**Text shown**
=-=-=-=-=
ADR 0002: early_stop for IVF probing parked¶
Date: 2026-04-21 Status: accepted (negative result)
Context¶
IVFPQSnapIndex.search visits the top nprobe clusters by coarse
score and runs the ADC kernel over each. A classic speedup is to
short-circuit the probe loop once the next cluster's best possible
residual score (coarse_dot + sum_j max_k lut[j, k]) falls below
the current k-th best actual score: any remaining cluster is
provably dominated and can be skipped.
This is an upper-bound pruning argument, so it is strict: recall does not drop. If the bound is tight enough, latency goes down.
We implemented this in the feat/ivfpq-early-stop branch, batched
in chunks of 32 clusters to amortise the per-check dispatch cost,
and measured it on BEIR FIQA (N=57,638, BGE-small, M=192, K=256)
against the baseline batched full-scan.
| nprobe | full ms | early ms | speedup |
|---|---|---|---|
| 4 | 0.16 | 0.16 | 0.98x |
| 32 | 0.34 | 0.55 | 0.62x |
| 256 | 1.09 | 3.43 | 0.32x |
Recall is identical at every nprobe (the bound is strict), but
early_stop is slower across the board. Three independent
reasons, each by itself enough to kill the speedup:
- The per-chunk
fused_gather_adcdispatch and the Python-level merge cost already eat most of the baseline kernel's total time. Skipping clusters late in the probe list does not claw back enough work to pay for the bookkeeping. - The global bound
sum_j max_k lut[j, k]is loose on real embeddings. Actual residual scores rarely approach the max-per-subspace product; most clusters that could be pruned by a tighter bound are not pruned by this one. - FIQA's recall curve is gradual (0.66 at
nprobe=4, 0.93 atnprobe=256), which means top-k results are distributed across many clusters. A workload with concentrated ground-truth in a small number of dominant clusters would benefit more. FIQA is not that workload.
=-=-=-=-=
**Given information**

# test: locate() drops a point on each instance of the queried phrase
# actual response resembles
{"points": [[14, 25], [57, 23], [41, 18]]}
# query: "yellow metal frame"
=-=-=-=-=
**Tasks**
(a) Rewrite the paragraph of the early_stop ADR that begins "IVFPQSnapIndex.search visits the top nprobe clusters" as a short bulleted list, keeping its main facts.
(b) Extend the early_stop ADR, continuing on from its final sentence.
The material plays no part here.

**Results for each task**
(a)
- IVFPQSnapIndex.search probes the top nprobe clusters, ranked by coarse score, and runs the ADC kernel over each one.
- A classic speedup ends the probe loop early once the next cluster's best possible residual score (coarse_dot + sum_j max_k lut[j, k]) falls below the current k-th best actual score.
- At that point every remaining cluster is provably dominated and can be skipped.

(b)
Decision¶
Do not ship early_stop. Keep the branch (feat/ivfpq-early-stop)
in git history for future reference but do not merge.
Consequences¶
- Shipping-path code stays simpler: the search kernel has no mode switch for early termination.
- Recall guarantees are unchanged.
- A future contributor tempted to implement this again should first check whether at least one of the three failure modes above has been addressed:
- A genuinely tighter per-cluster bound (for example, stored at
fit()time as the max residual score for each cluster's training rows rather than a global product-of-maxes bound). - A workload with concentrated ground-truth clusters (benchmark on that, not on FIQA).
- A kernel architecture where cluster-level dispatch is cheap enough that early exit is not dominated by bookkeeping.
- Without at least two of those,
early_stopwill lose again.